Teks yang Diberikan:

Pada suatu ketika di tanah tempat lahir rendang, hiduplah kisah tentang Malin Kundang, seorang anak durhaka yang dikutuk menjadi batu karena malu menelantarkan ibunya yang tercinta. Kisah Malin menyebar luas dan telah menjadi cerita rakyat yang terkenal di Indonesia sampai hari ini. Cerita pilu inilah yang menjadi jiwa dari pertunjukan musikal Temulawak tahun ini.

Antrian ratusan penonton hingga berbelok ke Melbourne Town Hall

Temulawak alias Teater Muda Langkah Awal Merdeka adalah sebuah pementasan yang diciptakan pelajar-pelajar Indonesia di Melbourne dalam rangka merayakan Hari Kemerdekaan Indonesia. Acara ini berlangsung sejak tahun 2016 dan Avada Nirel yang merupakan Head Choreographer Temulawak 2019 telah mengikuti Temulawak selama empat tahun tersebut. Ia menjelaskan bahwa Temulawak direncanakan sebagai sebuah acara perlawakan yang terinspirasi oleh acara pertunjukkan Opera Van Java.

Tugas yang Dikerjakan: Ketik ulang seluruh teks tentang pertunjukan Temulawak di atas tanpa mengubah satu kata pun.

Cuplikan Data:
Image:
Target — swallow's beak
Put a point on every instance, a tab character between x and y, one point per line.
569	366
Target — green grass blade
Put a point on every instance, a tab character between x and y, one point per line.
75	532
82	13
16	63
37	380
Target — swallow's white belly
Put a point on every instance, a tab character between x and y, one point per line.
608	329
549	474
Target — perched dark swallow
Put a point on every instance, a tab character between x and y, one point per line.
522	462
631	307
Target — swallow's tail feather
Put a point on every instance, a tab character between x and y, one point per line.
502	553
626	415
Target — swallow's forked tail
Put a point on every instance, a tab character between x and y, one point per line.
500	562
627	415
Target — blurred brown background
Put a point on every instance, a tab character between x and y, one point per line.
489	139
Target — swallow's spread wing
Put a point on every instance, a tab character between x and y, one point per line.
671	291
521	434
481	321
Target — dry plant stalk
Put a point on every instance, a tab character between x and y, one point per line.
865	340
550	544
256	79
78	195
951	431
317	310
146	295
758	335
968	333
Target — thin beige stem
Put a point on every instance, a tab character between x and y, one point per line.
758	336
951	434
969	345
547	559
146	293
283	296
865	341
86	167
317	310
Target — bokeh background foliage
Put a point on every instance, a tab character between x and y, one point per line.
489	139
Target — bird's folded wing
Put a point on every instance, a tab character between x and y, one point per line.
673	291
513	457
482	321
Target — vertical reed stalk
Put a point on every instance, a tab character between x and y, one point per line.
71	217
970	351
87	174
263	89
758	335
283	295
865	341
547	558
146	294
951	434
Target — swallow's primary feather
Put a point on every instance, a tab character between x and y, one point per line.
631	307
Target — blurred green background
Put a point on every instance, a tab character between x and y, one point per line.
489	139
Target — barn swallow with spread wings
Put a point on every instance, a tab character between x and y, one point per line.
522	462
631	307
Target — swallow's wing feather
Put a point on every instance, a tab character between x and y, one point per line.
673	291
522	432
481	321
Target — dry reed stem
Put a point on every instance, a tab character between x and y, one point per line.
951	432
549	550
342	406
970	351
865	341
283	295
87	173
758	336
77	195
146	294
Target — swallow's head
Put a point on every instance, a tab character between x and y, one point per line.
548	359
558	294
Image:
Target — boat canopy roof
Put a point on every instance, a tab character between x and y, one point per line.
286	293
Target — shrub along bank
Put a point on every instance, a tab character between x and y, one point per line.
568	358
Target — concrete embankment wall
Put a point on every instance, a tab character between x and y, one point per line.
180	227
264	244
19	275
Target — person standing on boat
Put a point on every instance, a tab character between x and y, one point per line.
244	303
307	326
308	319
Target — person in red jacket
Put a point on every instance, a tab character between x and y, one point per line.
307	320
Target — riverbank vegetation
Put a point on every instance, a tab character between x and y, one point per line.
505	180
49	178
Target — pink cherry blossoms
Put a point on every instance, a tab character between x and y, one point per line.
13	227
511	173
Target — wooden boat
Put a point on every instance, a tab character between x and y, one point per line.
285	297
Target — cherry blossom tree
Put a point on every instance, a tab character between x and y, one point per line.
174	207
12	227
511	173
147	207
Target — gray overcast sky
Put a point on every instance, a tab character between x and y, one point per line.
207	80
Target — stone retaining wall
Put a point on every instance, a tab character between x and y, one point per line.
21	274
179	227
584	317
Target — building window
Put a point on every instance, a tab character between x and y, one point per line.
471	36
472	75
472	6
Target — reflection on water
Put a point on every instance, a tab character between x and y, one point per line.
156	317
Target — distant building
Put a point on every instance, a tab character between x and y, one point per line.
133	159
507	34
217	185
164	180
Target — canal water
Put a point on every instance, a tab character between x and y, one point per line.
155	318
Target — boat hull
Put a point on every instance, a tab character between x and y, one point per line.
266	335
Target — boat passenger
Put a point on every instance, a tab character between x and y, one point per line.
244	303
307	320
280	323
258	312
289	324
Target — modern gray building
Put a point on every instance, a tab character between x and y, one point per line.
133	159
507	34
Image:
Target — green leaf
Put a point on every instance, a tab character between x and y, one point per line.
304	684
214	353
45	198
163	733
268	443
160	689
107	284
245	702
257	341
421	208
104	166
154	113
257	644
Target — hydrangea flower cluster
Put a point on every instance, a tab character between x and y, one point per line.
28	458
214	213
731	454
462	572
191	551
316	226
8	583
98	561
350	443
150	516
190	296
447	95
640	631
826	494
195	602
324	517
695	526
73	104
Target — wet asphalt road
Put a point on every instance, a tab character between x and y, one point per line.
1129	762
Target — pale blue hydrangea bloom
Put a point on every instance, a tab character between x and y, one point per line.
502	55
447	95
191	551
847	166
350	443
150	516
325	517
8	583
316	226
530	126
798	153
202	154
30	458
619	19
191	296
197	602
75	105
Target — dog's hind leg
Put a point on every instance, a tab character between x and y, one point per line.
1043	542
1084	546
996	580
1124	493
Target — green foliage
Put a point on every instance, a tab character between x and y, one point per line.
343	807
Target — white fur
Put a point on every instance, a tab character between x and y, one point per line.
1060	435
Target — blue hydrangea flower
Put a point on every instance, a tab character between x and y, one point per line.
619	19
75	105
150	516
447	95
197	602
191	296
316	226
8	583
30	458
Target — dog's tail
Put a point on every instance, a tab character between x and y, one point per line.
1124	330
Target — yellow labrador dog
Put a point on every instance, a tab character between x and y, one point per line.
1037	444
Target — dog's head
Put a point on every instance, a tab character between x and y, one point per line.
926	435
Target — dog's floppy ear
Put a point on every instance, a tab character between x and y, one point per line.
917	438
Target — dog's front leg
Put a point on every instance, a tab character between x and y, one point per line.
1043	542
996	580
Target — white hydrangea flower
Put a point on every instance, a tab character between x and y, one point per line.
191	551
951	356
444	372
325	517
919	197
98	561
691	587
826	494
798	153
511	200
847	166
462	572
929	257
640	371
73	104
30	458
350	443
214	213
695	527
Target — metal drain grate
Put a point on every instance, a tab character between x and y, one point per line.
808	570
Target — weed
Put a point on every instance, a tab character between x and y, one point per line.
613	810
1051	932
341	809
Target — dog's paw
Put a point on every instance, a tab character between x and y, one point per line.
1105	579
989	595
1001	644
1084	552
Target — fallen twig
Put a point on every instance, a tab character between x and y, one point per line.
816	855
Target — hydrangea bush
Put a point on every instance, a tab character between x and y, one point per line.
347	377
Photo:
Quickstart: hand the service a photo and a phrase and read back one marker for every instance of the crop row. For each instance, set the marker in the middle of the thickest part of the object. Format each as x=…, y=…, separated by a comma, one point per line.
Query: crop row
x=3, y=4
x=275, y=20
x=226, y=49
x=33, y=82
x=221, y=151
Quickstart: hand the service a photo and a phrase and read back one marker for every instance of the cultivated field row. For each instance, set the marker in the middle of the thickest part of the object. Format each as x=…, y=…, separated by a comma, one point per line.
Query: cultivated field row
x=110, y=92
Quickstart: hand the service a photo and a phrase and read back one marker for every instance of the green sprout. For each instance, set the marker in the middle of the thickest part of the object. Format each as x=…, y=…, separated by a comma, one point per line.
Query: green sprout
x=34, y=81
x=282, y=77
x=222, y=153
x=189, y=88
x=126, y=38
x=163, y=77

Jawaban Latihan:
Pada suatu ketika di tanah tempat lahir rendang, hiduplah kisah tentang Malin Kundang, seorang anak durhaka yang dikutuk menjadi batu karena malu menelantarkan ibunya yang tercinta. Kisah Malin menyebar luas dan telah menjadi cerita rakyat yang terkenal di Indonesia sampai hari ini. Cerita pilu inilah yang menjadi jiwa dari pertunjukan musikal Temulawak tahun ini.

Antrian ratusan penonton hingga berbelok ke Melbourne Town Hall

Temulawak alias Teater Muda Langkah Awal Merdeka adalah sebuah pementasan yang diciptakan pelajar-pelajar Indonesia di Melbourne dalam rangka merayakan Hari Kemerdekaan Indonesia. Acara ini berlangsung sejak tahun 2016 dan Avada Nirel yang merupakan Head Choreographer Temulawak 2019 telah mengikuti Temulawak selama empat tahun tersebut. Ia menjelaskan bahwa Temulawak direncanakan sebagai sebuah acara perlawakan yang terinspirasi oleh acara pertunjukkan Opera Van Java.